* _Problem to work on_: Arrange each line of the data below as a row in a Markdown table with the columns Row and Line, skipping blank lines. Leave the pictures out of the answer.

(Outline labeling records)
──────

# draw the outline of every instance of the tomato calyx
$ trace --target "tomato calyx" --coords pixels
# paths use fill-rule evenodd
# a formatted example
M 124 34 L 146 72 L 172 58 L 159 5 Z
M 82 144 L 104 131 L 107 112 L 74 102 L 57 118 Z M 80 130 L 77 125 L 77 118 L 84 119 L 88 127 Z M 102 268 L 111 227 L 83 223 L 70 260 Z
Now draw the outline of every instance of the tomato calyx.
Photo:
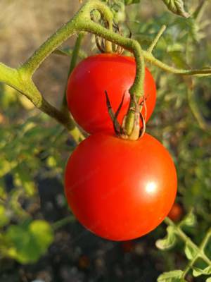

──────

* _Correct answer_:
| Row | Line |
|---|---|
| 1 | # draw the outline of every instance of the tomato calyx |
| 2 | $ trace --target "tomato calyx" --coords pixels |
| 3 | # paths use fill-rule evenodd |
| 4 | # a formatted example |
| 5 | M 124 34 L 146 72 L 172 58 L 159 5 Z |
| 6 | M 82 144 L 104 131 L 107 112 L 74 102 L 57 118 Z M 80 130 L 77 125 L 77 118 L 84 119 L 88 127 Z M 102 268 L 111 227 L 83 223 L 70 260 Z |
| 7 | Now draw the outline of every instance of the tomato calyx. |
| 8 | Photo: |